Copy the records exactly, leaving out every picture.

======== Excerpted records

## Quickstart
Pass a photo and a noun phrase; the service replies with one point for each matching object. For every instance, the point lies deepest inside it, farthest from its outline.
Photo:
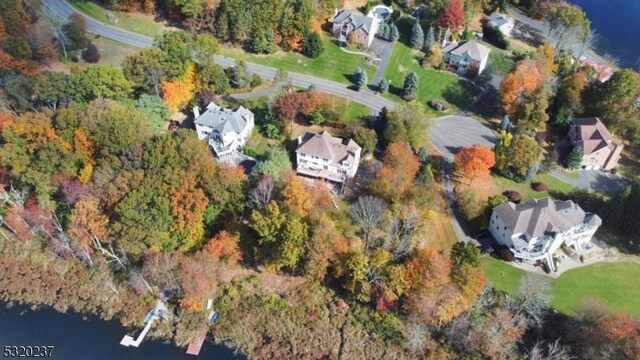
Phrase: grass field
(333, 64)
(433, 84)
(137, 22)
(525, 188)
(614, 284)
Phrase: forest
(103, 210)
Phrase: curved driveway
(450, 133)
(365, 97)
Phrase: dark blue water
(618, 23)
(86, 337)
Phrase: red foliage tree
(475, 161)
(452, 15)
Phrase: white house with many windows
(466, 56)
(536, 229)
(503, 22)
(226, 130)
(324, 156)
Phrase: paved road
(375, 102)
(450, 133)
(594, 180)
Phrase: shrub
(539, 187)
(505, 254)
(256, 81)
(91, 54)
(513, 196)
(493, 35)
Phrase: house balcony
(321, 173)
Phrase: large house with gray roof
(324, 156)
(359, 27)
(600, 151)
(536, 229)
(466, 56)
(225, 130)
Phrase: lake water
(87, 337)
(618, 24)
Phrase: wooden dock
(195, 347)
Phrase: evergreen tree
(383, 86)
(429, 40)
(411, 85)
(505, 124)
(416, 39)
(360, 78)
(394, 33)
(574, 159)
(240, 77)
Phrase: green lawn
(501, 61)
(525, 188)
(434, 84)
(333, 64)
(614, 284)
(354, 112)
(136, 22)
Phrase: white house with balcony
(225, 130)
(466, 56)
(324, 156)
(502, 22)
(536, 229)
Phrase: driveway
(451, 133)
(594, 180)
(63, 9)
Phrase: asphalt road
(450, 133)
(365, 97)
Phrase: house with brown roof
(600, 150)
(466, 55)
(536, 229)
(324, 156)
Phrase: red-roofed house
(324, 156)
(600, 150)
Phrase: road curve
(63, 9)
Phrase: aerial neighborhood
(321, 179)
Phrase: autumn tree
(452, 16)
(295, 195)
(475, 161)
(525, 79)
(224, 245)
(179, 93)
(188, 204)
(400, 166)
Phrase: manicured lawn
(525, 188)
(501, 61)
(434, 84)
(333, 64)
(137, 22)
(354, 112)
(614, 284)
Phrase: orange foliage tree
(188, 204)
(524, 80)
(224, 245)
(475, 161)
(396, 176)
(179, 92)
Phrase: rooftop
(475, 50)
(325, 146)
(539, 217)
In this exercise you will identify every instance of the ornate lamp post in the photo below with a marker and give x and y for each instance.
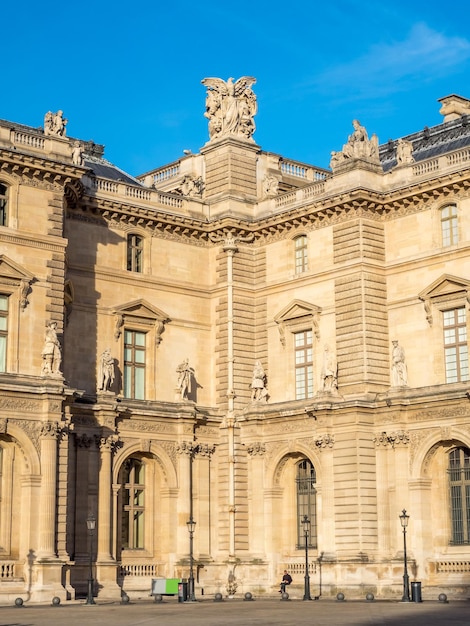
(191, 526)
(91, 525)
(306, 525)
(404, 518)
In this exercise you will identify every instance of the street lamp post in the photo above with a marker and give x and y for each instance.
(91, 525)
(404, 518)
(306, 525)
(191, 526)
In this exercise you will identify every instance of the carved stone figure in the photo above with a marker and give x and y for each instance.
(358, 146)
(190, 186)
(51, 353)
(329, 373)
(258, 383)
(399, 369)
(270, 186)
(106, 371)
(404, 152)
(230, 107)
(54, 123)
(184, 379)
(77, 154)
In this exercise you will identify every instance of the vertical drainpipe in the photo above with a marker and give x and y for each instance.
(230, 248)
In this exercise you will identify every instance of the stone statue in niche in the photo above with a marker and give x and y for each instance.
(258, 383)
(51, 352)
(358, 146)
(230, 107)
(106, 371)
(183, 385)
(54, 123)
(404, 152)
(270, 186)
(77, 154)
(190, 186)
(329, 374)
(399, 369)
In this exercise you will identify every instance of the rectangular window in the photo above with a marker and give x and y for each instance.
(303, 365)
(301, 254)
(459, 479)
(455, 345)
(133, 510)
(449, 225)
(306, 504)
(134, 364)
(3, 332)
(3, 205)
(134, 253)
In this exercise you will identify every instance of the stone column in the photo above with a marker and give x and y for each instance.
(186, 450)
(257, 520)
(326, 498)
(47, 509)
(202, 509)
(107, 445)
(106, 566)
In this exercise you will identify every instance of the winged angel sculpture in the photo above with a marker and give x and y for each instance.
(230, 107)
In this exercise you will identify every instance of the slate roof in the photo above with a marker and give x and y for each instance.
(104, 169)
(430, 142)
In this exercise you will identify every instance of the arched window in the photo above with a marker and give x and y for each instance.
(3, 331)
(459, 485)
(135, 250)
(455, 345)
(306, 502)
(3, 204)
(134, 364)
(132, 495)
(301, 254)
(303, 342)
(449, 225)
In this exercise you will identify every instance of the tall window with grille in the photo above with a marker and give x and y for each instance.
(135, 248)
(303, 365)
(3, 204)
(133, 504)
(301, 254)
(306, 502)
(134, 364)
(449, 225)
(459, 484)
(3, 332)
(455, 345)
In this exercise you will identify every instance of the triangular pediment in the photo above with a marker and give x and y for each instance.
(446, 285)
(295, 310)
(11, 270)
(143, 310)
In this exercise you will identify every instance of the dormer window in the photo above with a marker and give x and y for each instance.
(3, 204)
(135, 250)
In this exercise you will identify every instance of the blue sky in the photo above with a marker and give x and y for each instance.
(128, 75)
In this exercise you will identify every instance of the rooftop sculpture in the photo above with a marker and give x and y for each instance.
(230, 107)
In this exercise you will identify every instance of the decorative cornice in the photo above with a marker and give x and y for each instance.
(324, 210)
(392, 439)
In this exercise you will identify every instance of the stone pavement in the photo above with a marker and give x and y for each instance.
(262, 612)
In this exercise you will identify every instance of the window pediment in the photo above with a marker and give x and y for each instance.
(444, 291)
(298, 312)
(141, 314)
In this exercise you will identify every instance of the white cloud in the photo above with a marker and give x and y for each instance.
(391, 67)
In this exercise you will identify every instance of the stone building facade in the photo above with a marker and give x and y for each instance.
(242, 341)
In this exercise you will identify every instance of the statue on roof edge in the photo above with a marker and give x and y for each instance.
(230, 107)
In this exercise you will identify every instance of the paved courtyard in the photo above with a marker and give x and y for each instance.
(257, 612)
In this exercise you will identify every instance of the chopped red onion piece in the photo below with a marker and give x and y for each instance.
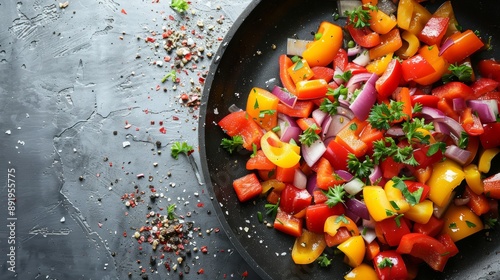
(313, 153)
(300, 179)
(284, 96)
(358, 78)
(345, 175)
(354, 50)
(354, 186)
(430, 113)
(459, 155)
(364, 101)
(487, 110)
(319, 116)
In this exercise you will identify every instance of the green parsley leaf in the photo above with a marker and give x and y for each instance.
(382, 115)
(334, 195)
(232, 144)
(411, 197)
(386, 262)
(324, 261)
(309, 136)
(434, 148)
(358, 17)
(180, 148)
(179, 5)
(346, 76)
(360, 169)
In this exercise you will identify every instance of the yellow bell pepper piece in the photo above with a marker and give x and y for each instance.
(379, 66)
(308, 247)
(473, 179)
(445, 177)
(377, 203)
(354, 250)
(460, 222)
(322, 51)
(362, 272)
(282, 154)
(420, 212)
(411, 46)
(300, 71)
(396, 196)
(262, 107)
(485, 159)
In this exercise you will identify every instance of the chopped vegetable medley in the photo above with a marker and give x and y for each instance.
(378, 142)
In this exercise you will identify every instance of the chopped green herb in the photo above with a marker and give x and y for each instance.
(382, 115)
(462, 73)
(180, 148)
(411, 197)
(334, 195)
(309, 136)
(346, 76)
(386, 262)
(179, 5)
(360, 169)
(232, 144)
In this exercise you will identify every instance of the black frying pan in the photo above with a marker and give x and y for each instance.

================

### Exercise answer
## Quickstart
Pass a photo and a noun phrase; the service replies with one point for each matching object. For every instance, the point lies deepest inside it, farthest from its outline.
Photo:
Phrase: grass field
(333, 64)
(433, 84)
(137, 22)
(525, 188)
(614, 284)
Phrase: forest
(103, 210)
Phrase: curved driveway
(450, 133)
(365, 97)
Phrase: dark blue water
(618, 23)
(86, 337)
Phrase: red foliage tree
(475, 161)
(452, 15)
Phrase: white house with many windows
(466, 56)
(536, 229)
(503, 22)
(226, 130)
(324, 156)
Phrase: paved road
(375, 102)
(450, 133)
(594, 180)
Phrase: shrub
(539, 187)
(505, 254)
(256, 81)
(91, 54)
(513, 196)
(493, 35)
Phrase: house balcony
(321, 173)
Phrase: large house with gray roof
(324, 156)
(359, 27)
(600, 151)
(536, 229)
(466, 56)
(225, 130)
Phrase: lake water
(87, 337)
(618, 24)
Phrase: wooden dock
(195, 347)
Phrase: evergreen tree
(383, 86)
(429, 40)
(411, 85)
(505, 124)
(416, 39)
(360, 78)
(394, 33)
(574, 159)
(240, 77)
Phrase: green lawn
(501, 61)
(525, 188)
(434, 84)
(333, 64)
(614, 284)
(354, 112)
(136, 22)
Phrase: white house with balcony
(225, 130)
(466, 56)
(324, 156)
(502, 22)
(536, 229)
Phrase: driveway
(451, 133)
(594, 180)
(63, 9)
Phrase: asphalt road
(450, 133)
(365, 97)
Phrase: house with brown roof
(600, 150)
(466, 55)
(536, 229)
(324, 156)
Phrase: red-roofed house
(324, 156)
(600, 150)
Phrase: road curve
(63, 9)
Phrase: aerial neighborhood
(321, 179)
Phrase: autumn tree
(452, 16)
(295, 195)
(475, 161)
(525, 79)
(224, 245)
(179, 93)
(188, 204)
(400, 166)
Phrase: manicured lawn
(525, 188)
(501, 61)
(434, 84)
(333, 64)
(137, 22)
(354, 112)
(614, 284)
Phrase: orange foliage tree
(188, 204)
(524, 80)
(224, 245)
(475, 161)
(396, 176)
(179, 92)
Phrase: rooftop
(475, 50)
(325, 146)
(539, 217)
In this exercise you will identify every instance of the ornate lamp post in the photo below with a marker and give x and y for each instance.
(191, 526)
(91, 525)
(306, 525)
(404, 518)
In this exercise you will identify every instance of the street lamp post in the photo above with a marker and give x and y for each instance.
(91, 525)
(404, 518)
(306, 525)
(191, 526)
In this exercise you will identify every instance of the carved stone figure in the photo above with a marker and give x and y for each instance.
(358, 146)
(190, 186)
(51, 353)
(329, 373)
(258, 383)
(399, 369)
(270, 186)
(106, 371)
(404, 152)
(230, 107)
(54, 123)
(184, 379)
(77, 154)
In this exercise you will identify every instance of the vertical drainpipe in the photo above with a marker and give x and y for each instance.
(230, 248)
In this exercise you will identify every instance of the stone statue in niche in the photo above with a marker and give x and y for each instance.
(258, 383)
(51, 352)
(358, 146)
(230, 107)
(106, 371)
(183, 385)
(54, 123)
(404, 152)
(270, 186)
(77, 154)
(190, 186)
(329, 374)
(399, 369)
In this exercise you will identify every instance of the rectangular window in the photo above with a marker and give x and y for each instance.
(303, 365)
(301, 254)
(459, 479)
(455, 345)
(133, 510)
(449, 225)
(306, 504)
(134, 364)
(3, 332)
(3, 205)
(134, 253)
In this exercise you will identify every instance of the stone column in the photo above with a marker and give x and y for each instance.
(186, 450)
(257, 520)
(326, 498)
(47, 509)
(202, 509)
(107, 445)
(106, 566)
In this exercise you will identify every instance of the winged angel sculpture in the photo above with a marker and give x and y for each instance.
(230, 107)
In this exercise you will identify every instance of the slate roof in the photo above with a marker and give x and y for each instance.
(104, 169)
(430, 142)
In this exercise you will identify every instance of the arched window in the photo above with a marker and give x and y for each instance.
(3, 331)
(459, 485)
(135, 250)
(455, 345)
(306, 502)
(3, 204)
(134, 364)
(132, 495)
(301, 254)
(303, 342)
(449, 225)
In this exercise you will identify every instance of the tall window with grille in the photo above with a marker and give x and y for each instance.
(135, 248)
(303, 365)
(3, 204)
(133, 504)
(301, 254)
(306, 502)
(134, 364)
(449, 225)
(459, 484)
(3, 332)
(455, 345)
In this exercise you will identify every instance of the triangular pediment in the photo above with a marker and give x and y for each instance.
(446, 285)
(295, 310)
(11, 270)
(143, 310)
In this exercise you will identify every instance of the dormer window in the photo above with a marker and give x and y for each instance.
(3, 204)
(135, 250)
In this exercise you will identify every instance of the blue sky in the photo above with a marker and give x and y for each instance.
(128, 75)
In this exercise you will identify every instance of the rooftop sculpture in the photo above with a marker and give x and y for each instance.
(230, 107)
In this exercise you will identify every instance of the decorative cornice in the photo above with a marker and give x and y for each instance.
(324, 210)
(392, 439)
In this exercise you will identify every instance of the stone pavement in the photo above with a marker and give x and y for each instance.
(262, 612)
In this exercise you will identify every instance of the window pediment in the photo above with a marker and give x and y for each instance.
(444, 291)
(298, 312)
(141, 314)
In this exercise you will identify every instance of the white cloud in the photo above with a marker and give x and y for each instance.
(391, 67)
In this exercise you will identify every instance of the stone building facade in the photo above with a marker and give x and y for each instance.
(242, 341)
In this exercise you will identify every instance of the statue on roof edge in the photo above with a marker and give x and y for each instance.
(230, 107)
In this exercise you will identify every instance of the paved courtyard in the photo above with a marker and give x and y for each instance.
(257, 612)
In this exercise you will identify every instance of the chopped red onion piece in the photo below with a marker and give x and y for each instance.
(313, 153)
(300, 179)
(284, 96)
(358, 78)
(345, 175)
(354, 50)
(354, 186)
(430, 113)
(459, 155)
(364, 101)
(487, 110)
(319, 116)
In this exercise you will identify every instance of the green parsley leaf in the photo above with a marker and give x and y for each instance.
(382, 115)
(334, 195)
(232, 144)
(411, 197)
(386, 262)
(324, 261)
(309, 136)
(434, 148)
(358, 17)
(180, 148)
(179, 5)
(346, 76)
(360, 169)
In this exercise you will identify every instance of the yellow bell pepper piece in the photo above with a marker and give x and y for each instance.
(379, 66)
(308, 247)
(473, 179)
(445, 177)
(377, 203)
(354, 250)
(460, 222)
(322, 51)
(362, 272)
(282, 154)
(420, 212)
(411, 46)
(300, 71)
(396, 196)
(262, 107)
(485, 159)
In this exercise you will identify every instance of the chopped vegetable medley in the photo above with a marker and give x and y for each instance.
(378, 142)
In this exercise you will identify every instance of the chopped green herb in the photo above with a marker and give x and y for each instance.
(382, 115)
(462, 73)
(180, 148)
(411, 197)
(334, 195)
(309, 136)
(346, 76)
(386, 262)
(179, 5)
(360, 169)
(232, 144)
In this exercise you will identify every instance of the black frying pan in the photo above with a marker and give x and y for each instance.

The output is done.